## EXERCISE PROMPT
In the entries below, how many lines contain the word "asphalt"? Reply with the number alone.

## LISTED RECORDS
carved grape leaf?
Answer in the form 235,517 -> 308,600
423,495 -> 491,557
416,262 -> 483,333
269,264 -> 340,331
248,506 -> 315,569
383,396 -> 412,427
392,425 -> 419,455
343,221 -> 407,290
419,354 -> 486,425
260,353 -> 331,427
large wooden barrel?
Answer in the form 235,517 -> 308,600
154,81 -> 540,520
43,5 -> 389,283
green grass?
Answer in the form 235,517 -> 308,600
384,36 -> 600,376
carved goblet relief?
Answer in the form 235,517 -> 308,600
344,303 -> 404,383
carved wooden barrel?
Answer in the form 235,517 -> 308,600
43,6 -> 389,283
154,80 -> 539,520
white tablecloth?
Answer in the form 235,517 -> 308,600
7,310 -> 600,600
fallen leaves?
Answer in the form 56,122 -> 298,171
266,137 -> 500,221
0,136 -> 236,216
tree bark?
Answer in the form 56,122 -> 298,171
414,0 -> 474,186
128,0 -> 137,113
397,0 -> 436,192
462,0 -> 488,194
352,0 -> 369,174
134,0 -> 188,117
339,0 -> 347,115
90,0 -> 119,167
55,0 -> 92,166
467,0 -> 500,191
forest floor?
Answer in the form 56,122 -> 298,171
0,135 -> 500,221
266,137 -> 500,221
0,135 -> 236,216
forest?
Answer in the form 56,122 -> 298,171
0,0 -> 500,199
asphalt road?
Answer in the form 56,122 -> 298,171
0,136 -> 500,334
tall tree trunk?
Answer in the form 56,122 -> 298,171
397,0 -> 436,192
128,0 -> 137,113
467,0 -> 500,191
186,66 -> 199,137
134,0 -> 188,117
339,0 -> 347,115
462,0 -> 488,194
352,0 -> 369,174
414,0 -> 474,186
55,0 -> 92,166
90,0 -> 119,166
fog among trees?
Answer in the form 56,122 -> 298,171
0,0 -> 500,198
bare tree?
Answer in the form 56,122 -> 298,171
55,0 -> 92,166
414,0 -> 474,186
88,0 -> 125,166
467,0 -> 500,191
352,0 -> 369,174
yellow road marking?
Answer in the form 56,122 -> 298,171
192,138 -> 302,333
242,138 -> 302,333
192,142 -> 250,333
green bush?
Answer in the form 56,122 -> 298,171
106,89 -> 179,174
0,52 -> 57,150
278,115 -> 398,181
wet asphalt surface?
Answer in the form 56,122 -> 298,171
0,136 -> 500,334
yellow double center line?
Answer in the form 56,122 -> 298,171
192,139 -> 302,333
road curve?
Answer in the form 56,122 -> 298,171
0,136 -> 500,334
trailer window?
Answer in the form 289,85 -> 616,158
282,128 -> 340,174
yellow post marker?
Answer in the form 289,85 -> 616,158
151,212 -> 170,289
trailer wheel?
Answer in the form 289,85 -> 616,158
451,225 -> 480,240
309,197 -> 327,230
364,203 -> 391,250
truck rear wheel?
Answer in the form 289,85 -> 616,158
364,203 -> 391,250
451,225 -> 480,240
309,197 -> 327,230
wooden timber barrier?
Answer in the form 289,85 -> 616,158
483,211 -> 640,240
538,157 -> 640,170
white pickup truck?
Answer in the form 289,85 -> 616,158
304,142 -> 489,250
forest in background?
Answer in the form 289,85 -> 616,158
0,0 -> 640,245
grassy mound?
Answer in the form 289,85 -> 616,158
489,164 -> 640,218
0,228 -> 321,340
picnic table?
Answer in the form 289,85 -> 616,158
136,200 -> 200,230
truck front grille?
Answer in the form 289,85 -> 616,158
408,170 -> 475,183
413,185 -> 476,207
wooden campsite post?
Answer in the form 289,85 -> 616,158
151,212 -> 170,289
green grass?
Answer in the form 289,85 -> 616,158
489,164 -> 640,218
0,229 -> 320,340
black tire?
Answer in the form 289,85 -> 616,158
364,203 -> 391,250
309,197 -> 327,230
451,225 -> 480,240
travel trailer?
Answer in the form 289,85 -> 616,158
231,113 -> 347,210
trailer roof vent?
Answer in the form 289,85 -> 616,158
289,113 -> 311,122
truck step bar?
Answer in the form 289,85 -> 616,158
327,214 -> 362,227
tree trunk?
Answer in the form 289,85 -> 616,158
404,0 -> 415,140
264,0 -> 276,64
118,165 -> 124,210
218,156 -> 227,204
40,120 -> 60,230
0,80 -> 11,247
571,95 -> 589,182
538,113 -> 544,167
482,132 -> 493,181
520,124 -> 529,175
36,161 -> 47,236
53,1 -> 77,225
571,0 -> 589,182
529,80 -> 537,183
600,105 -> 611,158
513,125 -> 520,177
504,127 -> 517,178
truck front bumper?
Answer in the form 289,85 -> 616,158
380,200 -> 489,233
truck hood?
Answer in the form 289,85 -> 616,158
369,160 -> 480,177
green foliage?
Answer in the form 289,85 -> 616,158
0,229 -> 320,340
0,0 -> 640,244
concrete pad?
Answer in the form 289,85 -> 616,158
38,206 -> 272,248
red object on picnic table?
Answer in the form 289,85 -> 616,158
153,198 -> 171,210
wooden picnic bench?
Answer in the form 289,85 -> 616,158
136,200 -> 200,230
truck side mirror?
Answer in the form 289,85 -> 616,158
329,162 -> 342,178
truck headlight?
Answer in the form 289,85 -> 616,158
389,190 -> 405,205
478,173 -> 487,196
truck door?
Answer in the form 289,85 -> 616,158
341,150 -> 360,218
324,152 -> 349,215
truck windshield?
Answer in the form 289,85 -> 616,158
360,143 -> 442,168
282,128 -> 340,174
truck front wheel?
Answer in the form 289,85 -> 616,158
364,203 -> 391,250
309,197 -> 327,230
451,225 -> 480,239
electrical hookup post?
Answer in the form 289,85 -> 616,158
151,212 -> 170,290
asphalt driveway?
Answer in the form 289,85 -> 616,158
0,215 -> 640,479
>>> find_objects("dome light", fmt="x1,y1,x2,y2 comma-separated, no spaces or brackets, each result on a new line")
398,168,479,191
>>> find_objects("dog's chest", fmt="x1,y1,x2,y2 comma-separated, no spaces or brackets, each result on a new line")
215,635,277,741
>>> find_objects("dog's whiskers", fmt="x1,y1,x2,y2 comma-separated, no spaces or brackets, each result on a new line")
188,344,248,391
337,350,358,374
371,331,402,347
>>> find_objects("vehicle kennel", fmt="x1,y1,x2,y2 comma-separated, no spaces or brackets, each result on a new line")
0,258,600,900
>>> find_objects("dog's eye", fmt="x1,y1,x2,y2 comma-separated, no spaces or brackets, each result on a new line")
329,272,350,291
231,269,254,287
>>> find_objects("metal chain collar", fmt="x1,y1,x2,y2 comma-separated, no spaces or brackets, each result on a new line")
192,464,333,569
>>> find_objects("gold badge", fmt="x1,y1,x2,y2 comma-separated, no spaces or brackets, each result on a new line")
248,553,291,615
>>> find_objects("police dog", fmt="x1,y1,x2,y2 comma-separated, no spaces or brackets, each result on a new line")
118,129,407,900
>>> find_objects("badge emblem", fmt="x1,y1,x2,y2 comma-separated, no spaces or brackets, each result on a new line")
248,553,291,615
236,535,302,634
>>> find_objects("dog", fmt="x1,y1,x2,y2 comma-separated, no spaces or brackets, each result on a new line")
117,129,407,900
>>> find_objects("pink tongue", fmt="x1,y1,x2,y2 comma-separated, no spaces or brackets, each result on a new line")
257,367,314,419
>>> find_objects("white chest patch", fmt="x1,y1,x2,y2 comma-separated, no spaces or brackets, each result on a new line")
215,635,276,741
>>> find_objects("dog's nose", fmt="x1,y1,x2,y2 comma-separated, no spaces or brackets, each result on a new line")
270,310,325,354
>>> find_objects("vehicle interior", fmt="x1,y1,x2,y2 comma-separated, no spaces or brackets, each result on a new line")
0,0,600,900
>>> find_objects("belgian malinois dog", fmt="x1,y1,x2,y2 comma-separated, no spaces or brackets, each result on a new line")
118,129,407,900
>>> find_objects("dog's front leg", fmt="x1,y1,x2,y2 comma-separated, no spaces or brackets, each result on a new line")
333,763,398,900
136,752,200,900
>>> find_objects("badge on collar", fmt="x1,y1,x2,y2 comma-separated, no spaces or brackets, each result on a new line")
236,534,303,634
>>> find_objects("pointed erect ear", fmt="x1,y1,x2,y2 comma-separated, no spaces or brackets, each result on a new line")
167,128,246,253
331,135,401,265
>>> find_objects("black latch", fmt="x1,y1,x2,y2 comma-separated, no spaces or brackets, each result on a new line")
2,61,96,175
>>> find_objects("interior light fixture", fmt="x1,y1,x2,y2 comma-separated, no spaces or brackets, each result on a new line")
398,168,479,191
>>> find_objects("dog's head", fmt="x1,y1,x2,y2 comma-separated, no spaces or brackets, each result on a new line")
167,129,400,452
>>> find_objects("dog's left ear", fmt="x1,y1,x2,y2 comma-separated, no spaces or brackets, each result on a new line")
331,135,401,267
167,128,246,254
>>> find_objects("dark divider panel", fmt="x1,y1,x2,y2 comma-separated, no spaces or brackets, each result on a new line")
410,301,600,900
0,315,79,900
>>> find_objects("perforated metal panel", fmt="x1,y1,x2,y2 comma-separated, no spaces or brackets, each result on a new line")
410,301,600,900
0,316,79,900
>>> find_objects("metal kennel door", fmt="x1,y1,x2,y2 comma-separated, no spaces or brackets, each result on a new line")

## COMPLETE RESPONSE
3